• _WHAT TO PRODUCE_
All of the entries below are to be retyped exactly.

<<<<

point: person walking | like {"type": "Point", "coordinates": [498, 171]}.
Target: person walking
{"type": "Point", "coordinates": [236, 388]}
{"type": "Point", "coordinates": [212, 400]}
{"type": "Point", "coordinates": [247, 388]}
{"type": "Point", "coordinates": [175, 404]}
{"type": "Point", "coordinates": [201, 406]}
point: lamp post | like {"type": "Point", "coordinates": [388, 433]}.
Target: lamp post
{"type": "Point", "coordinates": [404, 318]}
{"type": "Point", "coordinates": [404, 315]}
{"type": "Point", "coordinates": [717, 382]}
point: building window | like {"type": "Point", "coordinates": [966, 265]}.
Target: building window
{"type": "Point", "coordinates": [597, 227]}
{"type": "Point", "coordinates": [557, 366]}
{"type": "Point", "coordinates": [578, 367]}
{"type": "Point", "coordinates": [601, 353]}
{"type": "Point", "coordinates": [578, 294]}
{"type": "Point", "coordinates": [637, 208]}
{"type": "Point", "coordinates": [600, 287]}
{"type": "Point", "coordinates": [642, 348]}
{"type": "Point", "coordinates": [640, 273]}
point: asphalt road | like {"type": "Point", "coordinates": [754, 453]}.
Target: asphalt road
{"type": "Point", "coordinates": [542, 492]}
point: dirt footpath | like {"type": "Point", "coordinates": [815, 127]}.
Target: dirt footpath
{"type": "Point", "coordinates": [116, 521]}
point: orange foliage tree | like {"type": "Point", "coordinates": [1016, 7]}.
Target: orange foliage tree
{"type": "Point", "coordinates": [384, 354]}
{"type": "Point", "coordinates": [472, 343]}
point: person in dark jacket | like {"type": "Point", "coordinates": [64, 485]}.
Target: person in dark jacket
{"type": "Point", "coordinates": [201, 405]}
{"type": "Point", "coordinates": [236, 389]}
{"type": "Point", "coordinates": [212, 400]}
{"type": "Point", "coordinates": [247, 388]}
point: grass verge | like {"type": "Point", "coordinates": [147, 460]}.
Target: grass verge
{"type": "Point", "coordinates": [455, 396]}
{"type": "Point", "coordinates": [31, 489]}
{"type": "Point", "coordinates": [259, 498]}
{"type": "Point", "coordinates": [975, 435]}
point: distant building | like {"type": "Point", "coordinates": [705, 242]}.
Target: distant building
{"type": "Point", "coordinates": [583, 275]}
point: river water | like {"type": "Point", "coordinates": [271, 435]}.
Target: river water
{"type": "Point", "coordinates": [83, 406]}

>>>>

• _RESPONSE TO THE EXERCISE_
point: person walking | like {"type": "Point", "coordinates": [498, 171]}.
Target: person walking
{"type": "Point", "coordinates": [236, 388]}
{"type": "Point", "coordinates": [212, 400]}
{"type": "Point", "coordinates": [247, 388]}
{"type": "Point", "coordinates": [175, 404]}
{"type": "Point", "coordinates": [201, 406]}
point: lamp post | like {"type": "Point", "coordinates": [388, 433]}.
Target: lamp post
{"type": "Point", "coordinates": [404, 318]}
{"type": "Point", "coordinates": [404, 315]}
{"type": "Point", "coordinates": [717, 382]}
point: building window | like {"type": "Point", "coordinates": [966, 265]}.
Target: building window
{"type": "Point", "coordinates": [597, 227]}
{"type": "Point", "coordinates": [557, 366]}
{"type": "Point", "coordinates": [578, 367]}
{"type": "Point", "coordinates": [601, 353]}
{"type": "Point", "coordinates": [578, 294]}
{"type": "Point", "coordinates": [637, 208]}
{"type": "Point", "coordinates": [600, 287]}
{"type": "Point", "coordinates": [642, 348]}
{"type": "Point", "coordinates": [640, 273]}
point: asphalt road | like {"type": "Point", "coordinates": [754, 453]}.
Target: asphalt road
{"type": "Point", "coordinates": [542, 492]}
point: dirt footpath | like {"type": "Point", "coordinates": [815, 127]}.
Target: dirt footpath
{"type": "Point", "coordinates": [116, 521]}
point: orange foliage tree | like {"type": "Point", "coordinates": [1016, 7]}.
Target: orange foliage tree
{"type": "Point", "coordinates": [384, 354]}
{"type": "Point", "coordinates": [472, 343]}
point: person in dark jacket | like {"type": "Point", "coordinates": [64, 485]}.
Target: person in dark jacket
{"type": "Point", "coordinates": [201, 405]}
{"type": "Point", "coordinates": [236, 389]}
{"type": "Point", "coordinates": [212, 400]}
{"type": "Point", "coordinates": [247, 388]}
point: grass verge | like {"type": "Point", "coordinates": [147, 460]}.
Target: grass verge
{"type": "Point", "coordinates": [455, 396]}
{"type": "Point", "coordinates": [31, 489]}
{"type": "Point", "coordinates": [259, 498]}
{"type": "Point", "coordinates": [975, 435]}
point: distant building | like {"type": "Point", "coordinates": [705, 242]}.
Target: distant building
{"type": "Point", "coordinates": [583, 275]}
point: river water | like {"type": "Point", "coordinates": [271, 435]}.
Target: river water
{"type": "Point", "coordinates": [83, 406]}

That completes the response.